◆ Reading text ◆

+---+

The pandemic is winding down and normal life is resuming. Staff Writer Katherine Getchell highlights potential activities to look forward, starting with swimming.
Have you been reaching for the books you read when you were 14 to reread? Watching your most comforting sitcom over and over again even though you’re sick of it? Taking a nap most days?
Those are some of the healthiest forms of escapism available to us right now. Psychology today defines escapism as “a way of avoiding an unpleasant or boring life, especially by thinking, reading, etc. about more exciting but impossible activities.”
There are unhealthy forms of escapism, for example, ones that can trend towards a dependence on drugs and alcohol. But many people have turned to more generally harmless ways of diverting their minds for a brief reprieve from reality. If there were ever a time to lean into escapism a little bit more than usual this would be it, right?
We have all lived very different quarantines — that goes without saying. But we have all shared this experience of loss, however big or small; everyone had something taken from them by this pandemic.
So many people have lost loved ones, and others have lost out on opportunities and experiences. None of these losses cancel each other out. Whatever you are grieving, you are not alone in that grief.
The COVID-19 pandemic is far from over, but with 95.9 million people fully vaccinated as of May 2nd, the United States is entering a new phase of the pandemic, whatever that looks like.
When it looked like rigid social distancing would last indefinitely and vaccines might not be available here for years, trying to picture the future felt like staring into an abyss. But now some of us may see a cautious optimism hovering at the edge of our peripheral vision.
Maybe we can start to daydream again about what’s next, what adventures we want to go on, the new experiences we’ll have, and the new people we’ll meet. While some sit in half-vaccinated limbo, stuck planning or waiting to plan the next adventure they’ll take, escapism may just be the thing that holds us over in the meantime.

+---+

Copy out the whole article on escapism during the pandemic, word for word.

+---+

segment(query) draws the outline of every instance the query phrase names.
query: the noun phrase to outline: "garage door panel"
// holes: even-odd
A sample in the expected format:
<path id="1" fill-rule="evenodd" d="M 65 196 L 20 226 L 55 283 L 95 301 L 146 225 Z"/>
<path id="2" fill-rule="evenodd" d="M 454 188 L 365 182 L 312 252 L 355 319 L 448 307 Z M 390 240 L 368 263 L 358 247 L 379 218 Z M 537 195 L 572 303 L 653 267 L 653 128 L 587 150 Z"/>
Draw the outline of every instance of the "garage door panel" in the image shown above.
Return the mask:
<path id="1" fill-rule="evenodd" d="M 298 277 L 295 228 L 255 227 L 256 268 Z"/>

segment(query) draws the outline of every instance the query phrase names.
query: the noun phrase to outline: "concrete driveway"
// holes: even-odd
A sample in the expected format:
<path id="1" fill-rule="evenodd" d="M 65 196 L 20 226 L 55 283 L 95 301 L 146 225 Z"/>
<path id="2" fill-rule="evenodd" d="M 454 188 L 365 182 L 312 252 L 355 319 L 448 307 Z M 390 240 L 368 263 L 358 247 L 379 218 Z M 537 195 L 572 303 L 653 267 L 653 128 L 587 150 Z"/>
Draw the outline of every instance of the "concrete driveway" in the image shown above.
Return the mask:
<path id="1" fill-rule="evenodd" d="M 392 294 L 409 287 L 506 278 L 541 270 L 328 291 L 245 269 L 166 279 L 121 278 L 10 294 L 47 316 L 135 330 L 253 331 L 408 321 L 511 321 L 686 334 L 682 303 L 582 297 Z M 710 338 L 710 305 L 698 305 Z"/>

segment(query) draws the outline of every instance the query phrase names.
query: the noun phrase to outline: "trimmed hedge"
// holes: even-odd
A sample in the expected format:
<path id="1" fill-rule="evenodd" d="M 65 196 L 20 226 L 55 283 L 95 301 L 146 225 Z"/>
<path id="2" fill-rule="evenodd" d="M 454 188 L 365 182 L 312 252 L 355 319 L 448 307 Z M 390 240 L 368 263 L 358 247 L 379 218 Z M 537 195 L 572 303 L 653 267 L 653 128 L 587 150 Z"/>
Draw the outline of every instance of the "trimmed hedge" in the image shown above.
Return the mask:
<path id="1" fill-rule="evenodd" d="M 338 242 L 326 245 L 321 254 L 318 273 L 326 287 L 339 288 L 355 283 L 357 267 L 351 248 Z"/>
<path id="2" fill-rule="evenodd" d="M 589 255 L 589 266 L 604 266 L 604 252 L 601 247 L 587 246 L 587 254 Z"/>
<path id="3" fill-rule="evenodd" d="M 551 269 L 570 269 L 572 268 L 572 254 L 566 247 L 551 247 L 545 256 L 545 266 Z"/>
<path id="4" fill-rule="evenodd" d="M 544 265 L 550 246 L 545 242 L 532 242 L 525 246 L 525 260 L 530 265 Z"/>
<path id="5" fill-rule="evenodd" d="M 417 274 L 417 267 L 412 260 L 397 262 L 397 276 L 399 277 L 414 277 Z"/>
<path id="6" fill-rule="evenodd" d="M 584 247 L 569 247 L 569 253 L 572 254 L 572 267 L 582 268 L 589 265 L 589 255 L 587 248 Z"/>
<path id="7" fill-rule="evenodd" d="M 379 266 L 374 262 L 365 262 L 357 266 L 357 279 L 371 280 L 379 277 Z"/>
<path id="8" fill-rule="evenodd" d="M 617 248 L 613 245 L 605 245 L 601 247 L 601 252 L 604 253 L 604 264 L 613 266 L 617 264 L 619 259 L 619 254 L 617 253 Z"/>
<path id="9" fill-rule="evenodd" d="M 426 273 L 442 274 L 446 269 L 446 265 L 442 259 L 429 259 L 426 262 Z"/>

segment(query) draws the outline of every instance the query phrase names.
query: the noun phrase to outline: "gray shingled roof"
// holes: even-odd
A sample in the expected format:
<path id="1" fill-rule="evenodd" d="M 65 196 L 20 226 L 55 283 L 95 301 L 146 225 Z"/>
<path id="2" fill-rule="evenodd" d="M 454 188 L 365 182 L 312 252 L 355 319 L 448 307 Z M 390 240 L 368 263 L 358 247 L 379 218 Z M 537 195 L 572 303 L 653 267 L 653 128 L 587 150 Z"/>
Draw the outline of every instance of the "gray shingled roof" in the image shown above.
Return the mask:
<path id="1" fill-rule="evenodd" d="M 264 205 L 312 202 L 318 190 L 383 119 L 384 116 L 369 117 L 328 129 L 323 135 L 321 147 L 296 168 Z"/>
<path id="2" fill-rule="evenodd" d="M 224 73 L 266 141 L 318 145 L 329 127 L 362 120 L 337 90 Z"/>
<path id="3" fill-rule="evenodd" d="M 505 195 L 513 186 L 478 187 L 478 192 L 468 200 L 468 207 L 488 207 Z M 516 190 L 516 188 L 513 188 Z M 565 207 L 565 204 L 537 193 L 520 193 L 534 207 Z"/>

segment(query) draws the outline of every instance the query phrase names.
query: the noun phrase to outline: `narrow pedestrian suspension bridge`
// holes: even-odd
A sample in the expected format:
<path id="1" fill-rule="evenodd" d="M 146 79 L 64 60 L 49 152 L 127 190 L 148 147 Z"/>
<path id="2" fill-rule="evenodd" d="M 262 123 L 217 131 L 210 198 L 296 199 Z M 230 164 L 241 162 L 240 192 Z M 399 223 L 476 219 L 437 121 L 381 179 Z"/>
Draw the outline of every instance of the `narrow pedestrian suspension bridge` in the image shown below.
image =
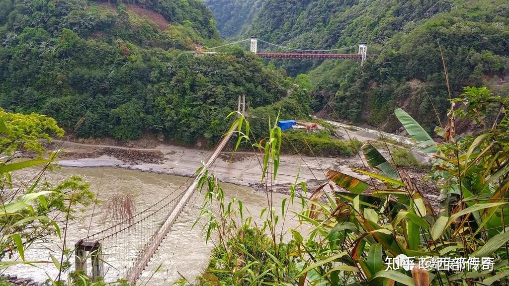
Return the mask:
<path id="1" fill-rule="evenodd" d="M 234 42 L 233 43 L 229 43 L 228 44 L 225 44 L 224 45 L 221 45 L 217 47 L 214 47 L 211 48 L 209 50 L 213 50 L 217 48 L 221 48 L 223 47 L 225 47 L 227 46 L 231 46 L 232 45 L 235 45 L 238 44 L 240 44 L 243 42 L 249 41 L 250 42 L 250 46 L 249 50 L 252 52 L 256 53 L 257 55 L 260 56 L 262 59 L 293 59 L 293 60 L 306 60 L 306 59 L 313 59 L 313 60 L 358 60 L 360 61 L 361 65 L 364 64 L 364 62 L 366 61 L 366 58 L 374 55 L 367 54 L 367 44 L 365 43 L 361 43 L 359 44 L 359 49 L 358 52 L 357 53 L 337 53 L 338 51 L 342 50 L 348 50 L 349 49 L 352 49 L 355 47 L 356 45 L 350 46 L 349 47 L 344 47 L 342 48 L 335 48 L 335 49 L 323 49 L 323 50 L 306 50 L 303 49 L 297 49 L 294 48 L 290 48 L 288 47 L 285 47 L 284 46 L 281 46 L 279 45 L 277 45 L 276 44 L 273 44 L 272 43 L 269 43 L 268 42 L 266 42 L 263 40 L 260 40 L 256 37 L 251 37 L 250 38 L 244 39 L 244 40 L 241 40 L 240 41 L 237 41 L 237 42 Z M 277 49 L 282 49 L 290 50 L 292 51 L 292 52 L 261 52 L 258 51 L 258 42 L 261 42 L 264 44 L 265 44 L 268 46 L 276 48 Z M 334 53 L 331 53 L 331 52 L 334 52 Z M 204 53 L 206 54 L 213 55 L 218 53 L 214 51 L 209 51 Z"/>
<path id="2" fill-rule="evenodd" d="M 245 99 L 239 97 L 238 111 L 245 111 Z M 234 123 L 204 162 L 203 168 L 159 202 L 123 221 L 88 235 L 75 245 L 76 271 L 93 280 L 124 279 L 135 284 L 193 195 L 205 169 L 209 169 L 237 128 Z M 89 262 L 89 259 L 90 262 Z M 91 271 L 87 271 L 88 266 Z"/>

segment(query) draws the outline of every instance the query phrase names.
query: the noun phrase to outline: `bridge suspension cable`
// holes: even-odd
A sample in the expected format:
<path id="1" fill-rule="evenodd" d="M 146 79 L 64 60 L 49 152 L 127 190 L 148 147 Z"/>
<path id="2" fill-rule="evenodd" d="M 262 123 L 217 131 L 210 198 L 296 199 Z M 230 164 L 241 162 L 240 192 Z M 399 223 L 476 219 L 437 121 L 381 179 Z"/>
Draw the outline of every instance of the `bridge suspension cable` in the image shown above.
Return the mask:
<path id="1" fill-rule="evenodd" d="M 213 48 L 210 48 L 209 50 L 213 50 L 214 49 L 217 49 L 219 48 L 222 48 L 223 47 L 225 47 L 227 46 L 231 46 L 232 45 L 235 45 L 235 44 L 238 44 L 239 43 L 242 43 L 242 42 L 245 42 L 246 41 L 249 41 L 249 39 L 244 39 L 244 40 L 241 40 L 240 41 L 237 41 L 237 42 L 234 42 L 233 43 L 229 43 L 228 44 L 225 44 L 224 45 L 221 45 L 220 46 L 217 46 L 217 47 L 214 47 Z"/>
<path id="2" fill-rule="evenodd" d="M 289 50 L 295 50 L 295 51 L 307 51 L 307 52 L 319 52 L 319 51 L 338 51 L 338 50 L 342 50 L 348 49 L 352 48 L 353 47 L 357 46 L 356 45 L 353 45 L 353 46 L 350 46 L 349 47 L 343 47 L 342 48 L 338 48 L 337 49 L 326 49 L 326 50 L 306 50 L 306 49 L 297 49 L 297 48 L 290 48 L 290 47 L 286 47 L 285 46 L 281 46 L 281 45 L 277 45 L 276 44 L 273 44 L 272 43 L 269 43 L 268 42 L 266 42 L 265 41 L 264 41 L 263 40 L 260 40 L 260 39 L 259 39 L 258 41 L 260 41 L 260 42 L 262 42 L 263 43 L 265 43 L 269 44 L 269 45 L 271 45 L 272 46 L 275 46 L 275 47 L 278 47 L 284 48 L 284 49 L 289 49 Z"/>

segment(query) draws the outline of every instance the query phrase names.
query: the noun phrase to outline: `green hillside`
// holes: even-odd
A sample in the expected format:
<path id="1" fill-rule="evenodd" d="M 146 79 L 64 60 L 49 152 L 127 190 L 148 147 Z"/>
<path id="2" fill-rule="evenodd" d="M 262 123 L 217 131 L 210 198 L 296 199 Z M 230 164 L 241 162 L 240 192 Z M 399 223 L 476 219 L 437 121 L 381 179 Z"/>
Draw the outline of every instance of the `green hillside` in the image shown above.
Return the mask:
<path id="1" fill-rule="evenodd" d="M 215 15 L 231 16 L 218 18 L 220 29 L 246 15 L 220 7 L 241 12 L 242 3 L 208 2 Z M 378 55 L 362 68 L 348 61 L 276 62 L 290 74 L 308 73 L 315 91 L 335 93 L 317 97 L 314 105 L 316 111 L 328 107 L 333 117 L 393 131 L 399 125 L 391 111 L 403 106 L 431 130 L 438 124 L 433 105 L 441 117 L 449 106 L 439 44 L 453 96 L 466 85 L 503 94 L 509 89 L 509 4 L 503 0 L 263 0 L 250 13 L 252 20 L 239 22 L 233 37 L 256 35 L 308 49 L 363 41 L 369 53 Z"/>
<path id="2" fill-rule="evenodd" d="M 241 51 L 193 56 L 220 43 L 215 25 L 196 0 L 0 0 L 0 106 L 82 120 L 80 136 L 217 140 L 239 94 L 264 106 L 289 83 Z"/>

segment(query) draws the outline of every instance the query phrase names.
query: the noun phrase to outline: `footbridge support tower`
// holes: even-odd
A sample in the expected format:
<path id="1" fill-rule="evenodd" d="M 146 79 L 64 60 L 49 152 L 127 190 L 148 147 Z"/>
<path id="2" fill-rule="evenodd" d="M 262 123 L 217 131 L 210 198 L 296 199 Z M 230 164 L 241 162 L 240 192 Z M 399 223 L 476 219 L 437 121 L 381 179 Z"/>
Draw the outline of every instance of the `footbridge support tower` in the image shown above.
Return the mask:
<path id="1" fill-rule="evenodd" d="M 257 53 L 258 51 L 258 39 L 256 37 L 251 37 L 251 52 Z"/>
<path id="2" fill-rule="evenodd" d="M 361 43 L 359 44 L 359 54 L 360 55 L 360 65 L 364 64 L 366 61 L 366 54 L 367 53 L 367 44 Z"/>

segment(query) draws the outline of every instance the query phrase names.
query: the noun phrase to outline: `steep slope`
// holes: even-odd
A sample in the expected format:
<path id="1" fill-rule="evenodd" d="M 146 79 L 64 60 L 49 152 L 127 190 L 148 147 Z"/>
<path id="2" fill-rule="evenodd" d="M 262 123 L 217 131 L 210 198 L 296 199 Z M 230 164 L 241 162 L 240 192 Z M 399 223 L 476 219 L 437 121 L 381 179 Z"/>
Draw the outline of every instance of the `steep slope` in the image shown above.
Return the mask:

+---+

◆ Answer for this exercise ◆
The pandemic is winding down and normal life is resuming. Staff Writer Katherine Getchell highlights potential activities to look forward, starting with swimming.
Have you been reaching for the books you read when you were 14 to reread? Watching your most comforting sitcom over and over again even though you’re sick of it? Taking a nap most days?
Those are some of the healthiest forms of escapism available to us right now. Psychology today defines escapism as “a way of avoiding an unpleasant or boring life, especially by thinking, reading, etc. about more exciting but impossible activities.”
There are unhealthy forms of escapism, for example, ones that can trend towards a dependence on drugs and alcohol. But many people have turned to more generally harmless ways of diverting their minds for a brief reprieve from reality. If there were ever a time to lean into escapism a little bit more than usual this would be it, right?
We have all lived very different quarantines — that goes without saying. But we have all shared this experience of loss, however big or small; everyone had something taken from them by this pandemic.
So many people have lost loved ones, and others have lost out on opportunities and experiences. None of these losses cancel each other out. Whatever you are grieving, you are not alone in that grief.
The COVID-19 pandemic is far from over, but with 95.9 million people fully vaccinated as of May 2nd, the United States is entering a new phase of the pandemic, whatever that looks like.
When it looked like rigid social distancing would last indefinitely and vaccines might not be available here for years, trying to picture the future felt like staring into an abyss. But now some of us may see a cautious optimism hovering at the edge of our peripheral vision.
Maybe we can start to daydream again about what’s next, what adventures we want to go on, the new experiences we’ll have, and the new people we’ll meet. While some sit in half-vaccinated limbo, stuck planning or waiting to plan the next adventure they’ll take, escapism may just be the thing that holds us over in the meantime.